**TASK TO CARRY OUT**.
Reproduce the records below, changing every occurrence of "rough mask" to "coarse mask" and leaving all other text as it stands.

**DATASET**.
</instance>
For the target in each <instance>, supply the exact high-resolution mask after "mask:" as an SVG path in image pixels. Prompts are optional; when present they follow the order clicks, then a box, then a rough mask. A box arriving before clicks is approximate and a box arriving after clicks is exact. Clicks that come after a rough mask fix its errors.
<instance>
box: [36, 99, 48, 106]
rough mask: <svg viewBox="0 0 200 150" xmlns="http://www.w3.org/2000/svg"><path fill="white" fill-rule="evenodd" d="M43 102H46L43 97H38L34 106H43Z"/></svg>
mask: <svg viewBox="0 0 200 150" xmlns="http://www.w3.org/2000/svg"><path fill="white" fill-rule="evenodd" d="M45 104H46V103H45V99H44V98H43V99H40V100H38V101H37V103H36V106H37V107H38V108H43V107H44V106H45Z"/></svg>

**ANSWER TO THE PROBLEM**.
</instance>
For the target in each <instance>, supply the exact high-resolution mask after "mask:" as an SVG path in image pixels. Prompts are optional; when present they follow the order clicks, then a box, then a coarse mask. A box arriving before clicks is approximate and a box arriving after clicks is exact. Clicks that come after a coarse mask fix its errors.
<instance>
box: [36, 99, 48, 106]
coarse mask: <svg viewBox="0 0 200 150" xmlns="http://www.w3.org/2000/svg"><path fill="white" fill-rule="evenodd" d="M43 102H46L43 97H38L34 106H43Z"/></svg>
mask: <svg viewBox="0 0 200 150" xmlns="http://www.w3.org/2000/svg"><path fill="white" fill-rule="evenodd" d="M45 104H46V103H45V99H44V98H43V99H40V100H38V101H37V103H36V106H37V107H38V108H43V107H44V106H45Z"/></svg>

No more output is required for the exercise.